## What you need to do
a. According to the passage on innovation failure rates, what share of products failed in the healthcare market in the Product Development & Management Association's research?
b. According to the passage on innovation failure rates, why does the 9 in 10 failure rate need inspection?
c. Write the next part of the passage on innovation failure rates, picking up after its closing question.

## Document text
○ ○ ○ ○ ○ ○ ○
First, the 9 in 10 failure rate needs inspection because the definition of failure covers a wide range of outcomes. The stats conflate failure to launch with failure to meet commercial objectives, which is the widest of definitions and could, conceivably, cover concepts culled at the idea stage.

Also it seems the rate of failure varies by market segment. Research,in the US,by the Product Development & Management Association suggests that only 35% of products failed in the healthcare market, in comparison to what it reports as only a 50:50 record of failure in FMCG.

Happily then, the odds of surviving in the minefield are at least variable. But a 50:50 shot at success is still unacceptably low given the huge amounts of time and money most companies spend on innovation. So, even if we’re better than we thought, why are we still so bad at innovation?
○ ○ ○ ○ ○ ○ ○
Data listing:
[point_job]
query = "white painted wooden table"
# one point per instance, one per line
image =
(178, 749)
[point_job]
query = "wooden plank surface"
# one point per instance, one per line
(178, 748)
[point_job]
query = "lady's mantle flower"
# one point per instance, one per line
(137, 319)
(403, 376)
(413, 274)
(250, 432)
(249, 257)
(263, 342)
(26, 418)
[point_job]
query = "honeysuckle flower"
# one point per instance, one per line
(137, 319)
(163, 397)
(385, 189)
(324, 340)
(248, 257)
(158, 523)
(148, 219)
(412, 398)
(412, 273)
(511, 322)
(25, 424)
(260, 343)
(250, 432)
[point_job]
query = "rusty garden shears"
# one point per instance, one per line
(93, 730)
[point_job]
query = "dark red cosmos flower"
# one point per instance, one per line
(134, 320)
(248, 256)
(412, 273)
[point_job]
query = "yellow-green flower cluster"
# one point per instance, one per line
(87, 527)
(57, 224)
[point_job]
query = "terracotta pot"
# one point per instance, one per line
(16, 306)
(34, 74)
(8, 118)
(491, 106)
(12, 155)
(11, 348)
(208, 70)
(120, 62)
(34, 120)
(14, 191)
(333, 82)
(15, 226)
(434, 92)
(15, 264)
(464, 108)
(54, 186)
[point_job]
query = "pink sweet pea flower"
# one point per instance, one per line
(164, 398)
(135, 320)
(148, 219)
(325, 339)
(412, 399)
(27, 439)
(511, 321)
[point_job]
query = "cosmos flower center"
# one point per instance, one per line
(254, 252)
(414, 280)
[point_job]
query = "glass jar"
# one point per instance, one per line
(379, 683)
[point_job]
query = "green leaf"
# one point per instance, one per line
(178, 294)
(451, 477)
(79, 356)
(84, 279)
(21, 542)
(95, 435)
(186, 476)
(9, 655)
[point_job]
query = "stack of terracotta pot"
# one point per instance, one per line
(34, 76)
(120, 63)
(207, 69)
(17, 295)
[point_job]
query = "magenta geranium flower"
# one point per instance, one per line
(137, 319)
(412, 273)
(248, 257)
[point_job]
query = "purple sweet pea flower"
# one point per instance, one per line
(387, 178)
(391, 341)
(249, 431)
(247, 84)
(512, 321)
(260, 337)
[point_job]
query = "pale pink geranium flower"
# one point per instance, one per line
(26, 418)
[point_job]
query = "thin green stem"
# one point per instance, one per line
○ ○ ○ ○ ○ ○ ○
## Answers provided
a. Only 35% of products failed in the healthcare market.

b. The definition of failure covers a wide range of outcomes. The statistics conflate failure to launch with failure to meet commercial objectives, a definition so broad that it could even cover concepts culled at the idea stage.

c.
In a Harvard Business Review article, Schnieder and Hall put forward a number of good reasons for failure, which I’ve paraphrased below:

·        Buyer inertia: In the US families, on average, repeatedly buy the same 150 items, which constitute as much as 85% of their household needs. This doesn’t leave much room for new ideas.

·        Poor process: The design and manufacturing team eat nearly all the available resource and time, leaving little of either to get market ready

·        Failure to scale: The company can’t support fast growth.

·        Promises, promises: The product either doesn’t live up to its own claims or the claims aren’t relevant. (Maybe that’s why failure in healthcare NPD is lower, because you have to test and prove the claims)

·        Education, education, education: The product defines a new category and requires substantial consumer education—but doesn’t get it.

·        Revolutionary product, but there’s no market for it: Or put another way, the product solves a problem nobody has.

All of which are good reasons for being bad.

At Sagency we discovered another reason for NPD failure that is arguably even more fundamental and, surprisingly, it’s something they teach you to avoid at detective school.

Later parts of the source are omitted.